Stored data:

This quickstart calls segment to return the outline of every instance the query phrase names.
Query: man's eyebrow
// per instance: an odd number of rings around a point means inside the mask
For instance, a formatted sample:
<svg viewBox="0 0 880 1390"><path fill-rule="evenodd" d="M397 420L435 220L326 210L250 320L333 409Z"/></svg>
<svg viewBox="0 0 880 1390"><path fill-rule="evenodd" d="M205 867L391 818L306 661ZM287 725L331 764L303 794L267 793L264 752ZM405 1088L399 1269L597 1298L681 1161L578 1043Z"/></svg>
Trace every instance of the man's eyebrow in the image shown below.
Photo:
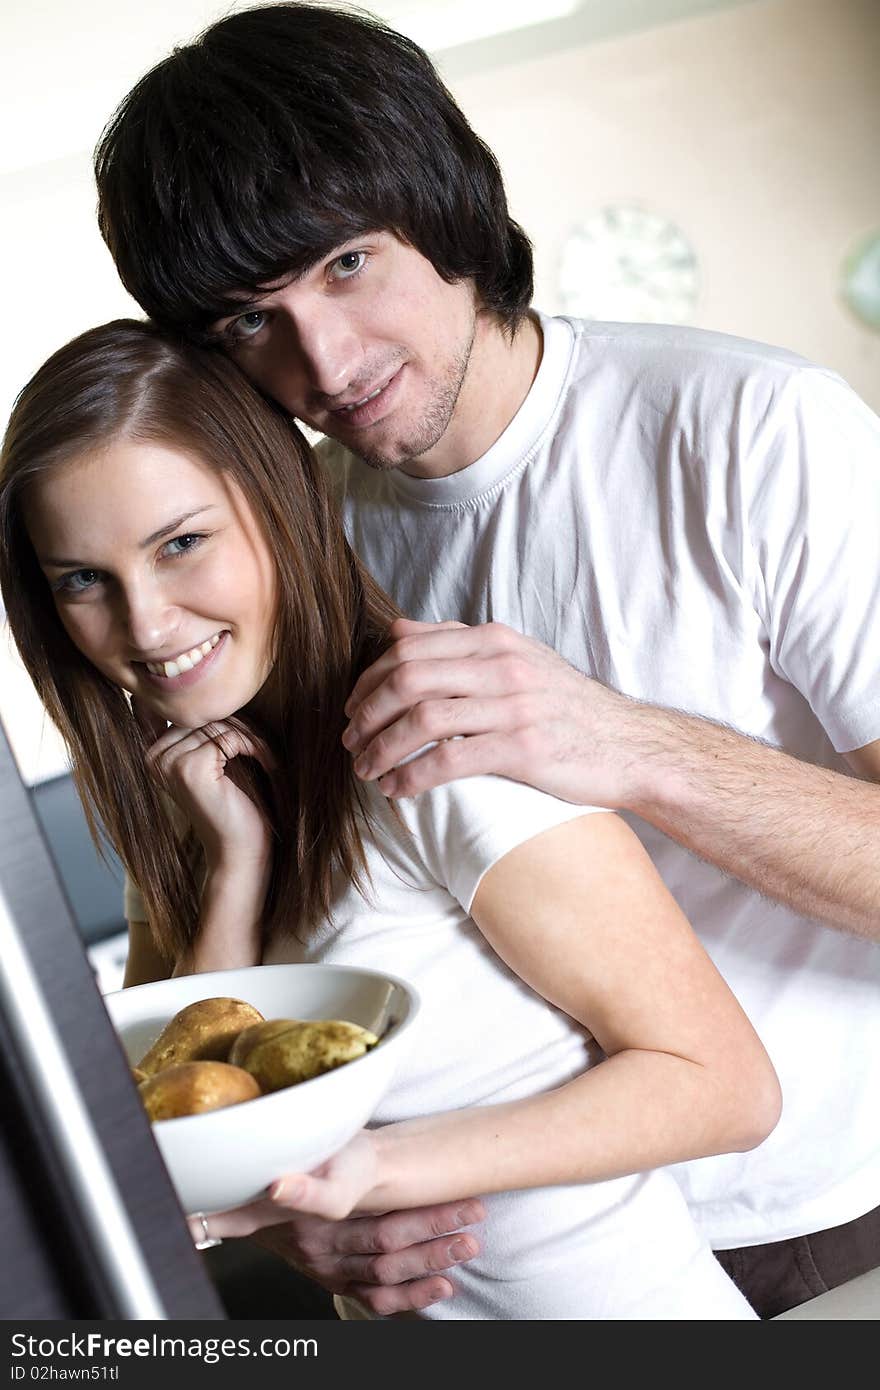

Instructions to follow:
Would you write each entry out again exactly, omitting the images?

Answer to the problem:
This quickstart calls segment to return the outline of every instance the query phrase names.
Query: man's eyebrow
// per instance: an odd number of rings around a point means inside the mask
For instance, a formatted sample:
<svg viewBox="0 0 880 1390"><path fill-rule="evenodd" d="M397 420L435 220L326 210L250 320L333 409Z"/></svg>
<svg viewBox="0 0 880 1390"><path fill-rule="evenodd" d="M205 867L391 818L306 661ZM287 725L331 764L303 794L267 793L264 752ZM405 1088L399 1269L597 1298L681 1161L578 1043Z"/></svg>
Trace every instance of the man's eyebrow in the image shown below.
Photo:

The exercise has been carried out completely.